Reproduce all the entries below, swapping every occurrence of "single point apiece" for "one point each" and leaving the rest untouched.
— Start Listing —
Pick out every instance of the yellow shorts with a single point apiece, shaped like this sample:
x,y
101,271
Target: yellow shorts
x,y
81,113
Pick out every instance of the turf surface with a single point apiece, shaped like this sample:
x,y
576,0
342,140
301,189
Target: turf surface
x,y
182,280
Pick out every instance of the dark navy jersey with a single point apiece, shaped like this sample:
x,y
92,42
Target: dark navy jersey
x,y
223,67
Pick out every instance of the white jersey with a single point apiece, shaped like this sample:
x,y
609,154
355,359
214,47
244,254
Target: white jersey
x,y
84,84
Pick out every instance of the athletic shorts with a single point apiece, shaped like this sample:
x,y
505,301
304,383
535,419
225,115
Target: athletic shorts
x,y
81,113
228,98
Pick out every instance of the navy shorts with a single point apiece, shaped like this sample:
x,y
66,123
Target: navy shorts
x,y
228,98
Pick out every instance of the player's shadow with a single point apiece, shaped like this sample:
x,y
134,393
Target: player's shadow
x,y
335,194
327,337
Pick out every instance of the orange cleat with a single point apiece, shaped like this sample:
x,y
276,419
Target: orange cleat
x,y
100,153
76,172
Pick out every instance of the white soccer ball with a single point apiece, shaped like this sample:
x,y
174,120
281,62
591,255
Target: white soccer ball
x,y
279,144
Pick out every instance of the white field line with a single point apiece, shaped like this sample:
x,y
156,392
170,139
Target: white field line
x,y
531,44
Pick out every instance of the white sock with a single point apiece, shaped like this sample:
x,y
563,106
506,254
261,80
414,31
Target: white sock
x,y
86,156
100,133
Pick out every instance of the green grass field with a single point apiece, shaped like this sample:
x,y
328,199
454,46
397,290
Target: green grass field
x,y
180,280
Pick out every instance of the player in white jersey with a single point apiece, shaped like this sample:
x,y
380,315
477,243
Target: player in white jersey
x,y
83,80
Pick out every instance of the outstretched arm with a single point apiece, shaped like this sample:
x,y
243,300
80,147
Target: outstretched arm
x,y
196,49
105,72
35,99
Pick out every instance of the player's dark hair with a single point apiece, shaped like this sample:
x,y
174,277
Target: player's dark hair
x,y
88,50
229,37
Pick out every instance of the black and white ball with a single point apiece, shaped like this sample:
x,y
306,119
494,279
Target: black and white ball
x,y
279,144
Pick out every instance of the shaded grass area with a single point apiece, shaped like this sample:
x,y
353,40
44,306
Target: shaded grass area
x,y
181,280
— End Listing —
• Exercise result:
Pick out every instance of the yellow shorts with a one point each, shaped like this sample:
x,y
101,271
Target: yellow shorts
x,y
81,113
Pick out every instance of the turf surface with a one point each, shaped like this sample:
x,y
576,0
342,140
301,189
Target: turf surface
x,y
182,280
Pick out every instance of the dark navy jersey with a one point each, shaped like this sample:
x,y
92,42
Target: dark navy jersey
x,y
223,67
Pick out every instance of the white jersey with a one point each, shaped like this sample:
x,y
609,154
355,359
214,47
244,254
Target: white jersey
x,y
84,84
Pick out every instance of the athletic shorts with a one point each, shaped like this sample:
x,y
505,301
304,383
535,419
225,115
Target: athletic shorts
x,y
81,113
228,98
Pick out every instance of the navy shorts with a one point each, shaped like this sample:
x,y
66,123
Target: navy shorts
x,y
228,98
Pick out every instance of the player's shadow with a one point each, shaped like this sample:
x,y
134,393
Target: player's shadow
x,y
335,194
327,337
Pick out every instance of the orange cleat with a one point each, shaped like this sample:
x,y
276,419
Target: orange cleat
x,y
100,153
76,172
Pick out every instance of the white soccer ball with a one point each, shaped like this sample:
x,y
174,120
281,62
591,255
Target: white soccer ball
x,y
279,144
Pick out every instance of the white field line with a one point each, shaped like this sample:
x,y
156,392
170,139
Target: white field line
x,y
531,44
Pick out every instance of the white sock with a one point each, shaped like this sample:
x,y
563,106
506,254
261,80
414,31
Target: white sock
x,y
86,156
100,133
Pick out every instance of the green grass field with a one point each, shaped like this sample:
x,y
328,199
454,46
397,290
Target: green grass field
x,y
180,280
Pick out every instance of the player in white jersey with a one point each, shaped like this sample:
x,y
380,315
477,243
Target: player in white jersey
x,y
83,80
Pick out every instance of the outstretched arm with a one point each, shaped like this sample:
x,y
243,300
80,147
Target: outstretched arm
x,y
196,49
105,72
35,99
Pick out every instance of the player's dark hair with a one point each, shaped like this sample:
x,y
174,277
Target: player's dark hair
x,y
88,50
229,37
Pick out every instance of the black and white ball with a one point each, shaped like this sample:
x,y
306,119
494,279
Target: black and white ball
x,y
279,144
Pick out every instance of the shaded grass area with a one point each, shaped like this sample:
x,y
353,40
44,306
Target: shaded grass area
x,y
181,280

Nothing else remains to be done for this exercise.